# Available data start
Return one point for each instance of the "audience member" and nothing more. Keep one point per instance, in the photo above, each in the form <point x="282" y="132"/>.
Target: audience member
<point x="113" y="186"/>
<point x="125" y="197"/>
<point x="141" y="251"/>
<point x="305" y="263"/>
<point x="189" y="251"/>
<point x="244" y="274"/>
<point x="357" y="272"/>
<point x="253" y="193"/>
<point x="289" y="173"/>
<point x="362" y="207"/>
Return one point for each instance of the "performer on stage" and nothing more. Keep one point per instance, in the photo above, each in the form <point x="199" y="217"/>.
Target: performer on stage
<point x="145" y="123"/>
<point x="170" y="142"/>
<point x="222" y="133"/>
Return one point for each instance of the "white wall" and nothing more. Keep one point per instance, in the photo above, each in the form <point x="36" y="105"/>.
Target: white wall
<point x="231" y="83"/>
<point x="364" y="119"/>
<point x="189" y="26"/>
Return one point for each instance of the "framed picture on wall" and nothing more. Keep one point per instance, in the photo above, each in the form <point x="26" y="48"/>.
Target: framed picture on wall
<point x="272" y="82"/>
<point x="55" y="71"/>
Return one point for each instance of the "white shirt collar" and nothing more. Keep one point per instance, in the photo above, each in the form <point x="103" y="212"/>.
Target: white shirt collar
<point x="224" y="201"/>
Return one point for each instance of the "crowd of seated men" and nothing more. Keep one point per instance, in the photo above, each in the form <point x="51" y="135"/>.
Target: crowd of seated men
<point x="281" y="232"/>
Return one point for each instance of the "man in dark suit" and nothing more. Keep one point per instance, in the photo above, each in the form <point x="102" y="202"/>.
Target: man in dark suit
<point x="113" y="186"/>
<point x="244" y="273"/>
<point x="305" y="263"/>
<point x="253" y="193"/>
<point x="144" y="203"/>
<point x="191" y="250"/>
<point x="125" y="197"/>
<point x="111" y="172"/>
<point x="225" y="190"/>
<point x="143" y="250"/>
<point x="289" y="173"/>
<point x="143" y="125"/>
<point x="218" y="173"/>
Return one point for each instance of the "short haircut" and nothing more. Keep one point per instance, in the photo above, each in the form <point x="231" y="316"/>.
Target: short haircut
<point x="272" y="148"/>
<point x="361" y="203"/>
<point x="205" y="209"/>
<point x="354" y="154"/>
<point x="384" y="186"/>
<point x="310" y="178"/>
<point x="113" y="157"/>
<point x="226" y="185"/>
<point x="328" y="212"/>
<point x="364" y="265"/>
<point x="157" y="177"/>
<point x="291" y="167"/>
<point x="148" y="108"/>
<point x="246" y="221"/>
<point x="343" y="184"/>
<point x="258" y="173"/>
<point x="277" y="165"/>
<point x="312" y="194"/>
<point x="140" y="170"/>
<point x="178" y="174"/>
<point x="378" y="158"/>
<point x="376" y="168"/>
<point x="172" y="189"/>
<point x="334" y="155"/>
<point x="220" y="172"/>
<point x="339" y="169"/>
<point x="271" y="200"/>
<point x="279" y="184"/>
# Available data end
**Problem statement:**
Copy out the material above in its entirety. Every detail must match.

**Completed exercise:**
Return one point for each instance of the "audience member" and nothing more. Keep one point per instance, in the photo above, each in the form <point x="282" y="132"/>.
Target: audience member
<point x="113" y="186"/>
<point x="125" y="197"/>
<point x="141" y="251"/>
<point x="305" y="263"/>
<point x="189" y="251"/>
<point x="244" y="274"/>
<point x="357" y="272"/>
<point x="253" y="193"/>
<point x="289" y="173"/>
<point x="362" y="207"/>
Return one point for each instance of the "performer on stage" and nothing more. Keep one point per instance, in the photo above, each in the form <point x="199" y="217"/>.
Target: performer on stage
<point x="145" y="123"/>
<point x="170" y="142"/>
<point x="222" y="133"/>
Return one point for each instance of the "white wall" and nothing more. Keep one point per instance, in the photo above, each in the form <point x="36" y="105"/>.
Target: white wall
<point x="231" y="83"/>
<point x="364" y="119"/>
<point x="189" y="26"/>
Return one point for each instance of the "framed picture on wall" and nothing more. Keep one point per instance, in the photo above, each in the form <point x="26" y="48"/>.
Target: framed picture on wall
<point x="272" y="82"/>
<point x="55" y="71"/>
Return one point for each instance of the "white shirt collar" and nothing more. Keep one point per instance, in the photo above, each in the form <point x="103" y="212"/>.
Target: white shirt collar
<point x="224" y="201"/>
Return one point for each instance of the "crowd of seated men" and nothing more. Keep one point per instance, in the photo above, each in the form <point x="51" y="135"/>.
Target: crowd of seated men
<point x="281" y="232"/>
Return one point for each instance of the "man in dark suit" and nothing more. Keep one point per instance, in the photo above, each in the form <point x="102" y="202"/>.
Target: man in dark suit
<point x="113" y="186"/>
<point x="244" y="273"/>
<point x="305" y="263"/>
<point x="253" y="193"/>
<point x="144" y="203"/>
<point x="191" y="250"/>
<point x="125" y="197"/>
<point x="111" y="172"/>
<point x="225" y="190"/>
<point x="143" y="250"/>
<point x="289" y="173"/>
<point x="143" y="125"/>
<point x="218" y="173"/>
Return one point for each instance of the "short haircut" and nothing more. Keep one point per instance, in the photo above, each in the form <point x="231" y="316"/>.
Target: short haircut
<point x="272" y="148"/>
<point x="361" y="203"/>
<point x="205" y="209"/>
<point x="354" y="154"/>
<point x="384" y="186"/>
<point x="310" y="178"/>
<point x="113" y="157"/>
<point x="226" y="185"/>
<point x="328" y="212"/>
<point x="364" y="265"/>
<point x="157" y="177"/>
<point x="291" y="167"/>
<point x="148" y="108"/>
<point x="246" y="221"/>
<point x="343" y="184"/>
<point x="258" y="173"/>
<point x="277" y="165"/>
<point x="312" y="194"/>
<point x="140" y="170"/>
<point x="178" y="174"/>
<point x="378" y="158"/>
<point x="376" y="168"/>
<point x="172" y="189"/>
<point x="334" y="155"/>
<point x="220" y="172"/>
<point x="339" y="169"/>
<point x="271" y="200"/>
<point x="279" y="184"/>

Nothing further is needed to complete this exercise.